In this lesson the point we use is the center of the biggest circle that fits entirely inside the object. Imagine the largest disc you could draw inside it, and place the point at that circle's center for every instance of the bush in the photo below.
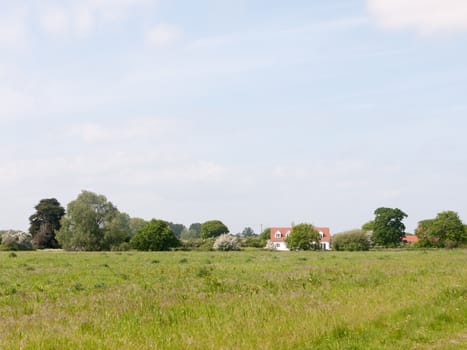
(303, 237)
(254, 242)
(351, 240)
(16, 240)
(155, 235)
(227, 242)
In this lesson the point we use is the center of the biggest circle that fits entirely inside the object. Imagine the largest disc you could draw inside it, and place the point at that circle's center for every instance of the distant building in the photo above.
(279, 234)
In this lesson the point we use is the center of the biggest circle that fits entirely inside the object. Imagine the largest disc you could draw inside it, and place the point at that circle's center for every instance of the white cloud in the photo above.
(162, 35)
(426, 17)
(93, 133)
(13, 30)
(56, 21)
(80, 18)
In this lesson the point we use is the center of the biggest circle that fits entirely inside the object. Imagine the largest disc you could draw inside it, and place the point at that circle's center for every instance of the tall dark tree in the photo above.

━━━━━━━━━━━━━━━━━━━━

What to work on: Every record above should be written out again exactly; the pictures stay out of the copy.

Expected answer:
In this lesson the point we use is the center of the biggest circle that fits entirely inside the object. Imagine the largest disc you could draw inside it, and place the point at that circle's center for every instance of the bush in the photo below.
(303, 237)
(254, 242)
(351, 240)
(16, 240)
(155, 235)
(227, 242)
In this lesson the point we use is the center of the biggest circle that fits entirely inside the object. Imagine the largest disc you could draw inside it, and place the point at that circle's center for every instance of the distant building in the photo above.
(279, 234)
In this lesson the point we use is the center of the biggest circle that fits entirely inside the object. Imagine the largest disc you could draw inside it, and place the point at that circle's center for every instance of the white cloud in the photo above.
(162, 35)
(426, 17)
(93, 133)
(13, 30)
(56, 21)
(80, 18)
In this lesson the point we use is the center of the biggest circle that fits entirely inside the object. Imagine the largest disc you could draw inside it, and place the point at that circle's center for every instance of the tall dark tree in the photo above.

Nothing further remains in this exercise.